Work request: Copy out each line containing "leaf" from the entries below.

══════════

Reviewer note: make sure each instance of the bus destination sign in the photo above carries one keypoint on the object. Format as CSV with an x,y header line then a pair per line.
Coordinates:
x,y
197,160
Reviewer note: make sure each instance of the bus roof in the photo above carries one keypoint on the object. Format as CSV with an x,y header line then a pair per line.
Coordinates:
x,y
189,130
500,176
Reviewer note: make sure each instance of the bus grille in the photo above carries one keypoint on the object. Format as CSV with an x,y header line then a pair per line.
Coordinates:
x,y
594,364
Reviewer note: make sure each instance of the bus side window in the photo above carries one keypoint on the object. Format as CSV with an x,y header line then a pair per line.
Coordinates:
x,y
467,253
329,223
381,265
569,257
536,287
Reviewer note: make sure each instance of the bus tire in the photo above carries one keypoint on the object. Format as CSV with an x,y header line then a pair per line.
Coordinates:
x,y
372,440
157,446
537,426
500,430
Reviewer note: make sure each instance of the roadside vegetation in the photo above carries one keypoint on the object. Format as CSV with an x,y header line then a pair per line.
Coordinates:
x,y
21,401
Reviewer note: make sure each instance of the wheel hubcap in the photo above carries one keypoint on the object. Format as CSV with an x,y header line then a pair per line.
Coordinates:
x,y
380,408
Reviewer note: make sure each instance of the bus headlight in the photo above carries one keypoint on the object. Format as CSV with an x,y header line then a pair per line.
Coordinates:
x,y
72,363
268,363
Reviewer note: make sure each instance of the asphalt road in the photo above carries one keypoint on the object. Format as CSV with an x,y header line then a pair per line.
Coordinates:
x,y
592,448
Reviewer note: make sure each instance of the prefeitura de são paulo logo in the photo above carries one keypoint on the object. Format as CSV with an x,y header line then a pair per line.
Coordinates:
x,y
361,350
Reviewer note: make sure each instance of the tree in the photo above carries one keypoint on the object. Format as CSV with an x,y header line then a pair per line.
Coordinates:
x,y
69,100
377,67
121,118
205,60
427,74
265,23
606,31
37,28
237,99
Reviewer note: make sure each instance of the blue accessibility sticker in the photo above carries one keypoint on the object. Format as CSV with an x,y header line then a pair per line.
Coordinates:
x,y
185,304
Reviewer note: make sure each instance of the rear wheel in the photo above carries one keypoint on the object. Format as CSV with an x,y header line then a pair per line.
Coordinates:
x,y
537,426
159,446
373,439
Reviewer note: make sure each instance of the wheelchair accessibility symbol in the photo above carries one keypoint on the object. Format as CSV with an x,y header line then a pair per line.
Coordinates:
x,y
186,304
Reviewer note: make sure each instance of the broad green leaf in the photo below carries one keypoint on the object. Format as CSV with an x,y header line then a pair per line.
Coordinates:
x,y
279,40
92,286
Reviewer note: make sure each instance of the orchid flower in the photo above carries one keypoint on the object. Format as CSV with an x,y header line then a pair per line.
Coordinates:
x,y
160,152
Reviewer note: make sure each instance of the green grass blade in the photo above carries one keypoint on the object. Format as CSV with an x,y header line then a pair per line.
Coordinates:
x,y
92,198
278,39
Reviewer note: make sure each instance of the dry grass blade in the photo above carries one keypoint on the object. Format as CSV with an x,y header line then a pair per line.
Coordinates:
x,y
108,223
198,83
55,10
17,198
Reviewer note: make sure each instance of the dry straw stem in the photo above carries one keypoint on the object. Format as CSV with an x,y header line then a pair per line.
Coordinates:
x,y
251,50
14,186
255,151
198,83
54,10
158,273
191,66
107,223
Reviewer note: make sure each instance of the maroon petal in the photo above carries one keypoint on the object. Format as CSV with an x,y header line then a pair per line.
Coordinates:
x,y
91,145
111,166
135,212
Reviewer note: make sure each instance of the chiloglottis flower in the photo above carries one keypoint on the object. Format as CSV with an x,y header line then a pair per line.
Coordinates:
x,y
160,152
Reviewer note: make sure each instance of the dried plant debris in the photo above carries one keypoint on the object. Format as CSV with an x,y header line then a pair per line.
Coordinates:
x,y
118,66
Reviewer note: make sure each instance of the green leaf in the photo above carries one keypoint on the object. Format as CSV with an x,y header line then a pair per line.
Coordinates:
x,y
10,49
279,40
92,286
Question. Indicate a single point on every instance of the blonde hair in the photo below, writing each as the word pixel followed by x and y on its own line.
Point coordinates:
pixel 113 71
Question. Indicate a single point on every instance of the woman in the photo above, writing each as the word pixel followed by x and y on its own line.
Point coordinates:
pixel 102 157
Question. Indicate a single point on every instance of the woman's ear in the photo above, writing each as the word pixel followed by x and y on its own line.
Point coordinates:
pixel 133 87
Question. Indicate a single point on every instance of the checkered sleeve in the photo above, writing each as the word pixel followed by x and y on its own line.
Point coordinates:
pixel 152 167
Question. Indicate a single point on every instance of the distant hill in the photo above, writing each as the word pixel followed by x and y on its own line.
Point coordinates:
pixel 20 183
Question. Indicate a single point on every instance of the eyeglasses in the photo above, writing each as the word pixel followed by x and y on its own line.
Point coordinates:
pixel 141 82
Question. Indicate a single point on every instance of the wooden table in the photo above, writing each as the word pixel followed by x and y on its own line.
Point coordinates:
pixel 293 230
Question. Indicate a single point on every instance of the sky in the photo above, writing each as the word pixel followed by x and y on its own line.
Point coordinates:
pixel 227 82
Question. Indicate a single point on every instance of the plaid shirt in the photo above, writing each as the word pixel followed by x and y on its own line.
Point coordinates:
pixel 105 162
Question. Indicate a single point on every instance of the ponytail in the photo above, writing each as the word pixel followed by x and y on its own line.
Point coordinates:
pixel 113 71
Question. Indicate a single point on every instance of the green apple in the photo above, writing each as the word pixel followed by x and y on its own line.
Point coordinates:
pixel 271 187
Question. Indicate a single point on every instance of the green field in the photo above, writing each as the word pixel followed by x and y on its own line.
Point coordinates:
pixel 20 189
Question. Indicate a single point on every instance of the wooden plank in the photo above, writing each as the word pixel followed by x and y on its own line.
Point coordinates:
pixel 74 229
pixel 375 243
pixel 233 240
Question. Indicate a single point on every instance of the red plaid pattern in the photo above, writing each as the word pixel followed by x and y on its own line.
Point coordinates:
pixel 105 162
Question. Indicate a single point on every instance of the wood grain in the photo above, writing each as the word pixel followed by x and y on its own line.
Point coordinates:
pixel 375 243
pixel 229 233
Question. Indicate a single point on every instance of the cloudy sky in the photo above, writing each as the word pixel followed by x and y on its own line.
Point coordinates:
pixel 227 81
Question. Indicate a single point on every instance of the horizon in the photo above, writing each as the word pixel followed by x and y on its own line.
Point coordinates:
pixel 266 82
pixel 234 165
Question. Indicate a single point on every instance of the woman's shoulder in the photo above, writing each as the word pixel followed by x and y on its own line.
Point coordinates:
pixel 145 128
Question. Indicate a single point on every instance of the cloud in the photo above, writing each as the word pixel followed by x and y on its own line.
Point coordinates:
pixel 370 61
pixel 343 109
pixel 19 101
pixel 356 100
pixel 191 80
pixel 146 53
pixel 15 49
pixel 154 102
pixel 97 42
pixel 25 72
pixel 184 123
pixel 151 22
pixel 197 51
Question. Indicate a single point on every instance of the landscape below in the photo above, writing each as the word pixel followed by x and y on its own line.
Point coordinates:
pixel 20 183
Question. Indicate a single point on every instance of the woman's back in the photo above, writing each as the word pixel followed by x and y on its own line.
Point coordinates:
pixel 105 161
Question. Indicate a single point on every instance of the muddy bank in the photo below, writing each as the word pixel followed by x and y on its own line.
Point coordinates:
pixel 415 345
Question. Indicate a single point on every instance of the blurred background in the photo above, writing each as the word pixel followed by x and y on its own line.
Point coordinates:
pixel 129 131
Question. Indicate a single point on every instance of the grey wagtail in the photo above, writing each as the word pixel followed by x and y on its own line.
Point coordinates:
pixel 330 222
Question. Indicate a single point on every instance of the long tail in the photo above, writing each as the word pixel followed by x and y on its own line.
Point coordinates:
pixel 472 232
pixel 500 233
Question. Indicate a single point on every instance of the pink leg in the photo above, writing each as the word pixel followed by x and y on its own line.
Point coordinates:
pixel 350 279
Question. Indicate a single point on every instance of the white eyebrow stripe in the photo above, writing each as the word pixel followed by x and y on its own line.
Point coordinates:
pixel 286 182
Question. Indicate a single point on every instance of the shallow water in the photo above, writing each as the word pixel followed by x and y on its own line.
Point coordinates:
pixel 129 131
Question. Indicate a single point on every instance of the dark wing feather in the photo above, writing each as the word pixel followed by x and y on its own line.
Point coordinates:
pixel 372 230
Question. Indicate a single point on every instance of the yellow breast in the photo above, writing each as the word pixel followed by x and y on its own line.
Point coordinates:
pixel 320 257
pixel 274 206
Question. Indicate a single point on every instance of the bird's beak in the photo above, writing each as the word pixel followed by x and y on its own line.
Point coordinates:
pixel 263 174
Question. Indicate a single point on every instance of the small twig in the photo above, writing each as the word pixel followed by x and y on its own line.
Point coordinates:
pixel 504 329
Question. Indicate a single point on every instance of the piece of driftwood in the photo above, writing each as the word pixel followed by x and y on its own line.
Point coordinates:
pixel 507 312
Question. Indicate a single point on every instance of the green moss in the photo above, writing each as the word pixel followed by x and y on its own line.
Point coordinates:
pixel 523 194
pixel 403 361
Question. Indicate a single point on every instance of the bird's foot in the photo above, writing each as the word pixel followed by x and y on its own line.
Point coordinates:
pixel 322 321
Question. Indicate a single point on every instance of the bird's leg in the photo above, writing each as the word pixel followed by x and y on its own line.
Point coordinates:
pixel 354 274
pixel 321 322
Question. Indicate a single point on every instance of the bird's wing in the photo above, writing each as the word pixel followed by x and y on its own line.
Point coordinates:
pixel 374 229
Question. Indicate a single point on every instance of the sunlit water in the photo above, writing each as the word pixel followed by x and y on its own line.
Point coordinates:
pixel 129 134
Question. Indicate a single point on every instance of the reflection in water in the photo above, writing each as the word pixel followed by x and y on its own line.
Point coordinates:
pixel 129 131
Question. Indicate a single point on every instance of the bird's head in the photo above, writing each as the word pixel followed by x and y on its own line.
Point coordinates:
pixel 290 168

══════════

Answer to the exercise:
Reviewer note: make sure each instance of the broad green leaf in the photo below carries one keypoint on the object. Format as CSV with an x,y header line then a pair per line.
Reviewer note: make sure each instance of the green leaf in the photo above carries one keypoint on the object. Format as CSV with an x,y header line then a pair per line.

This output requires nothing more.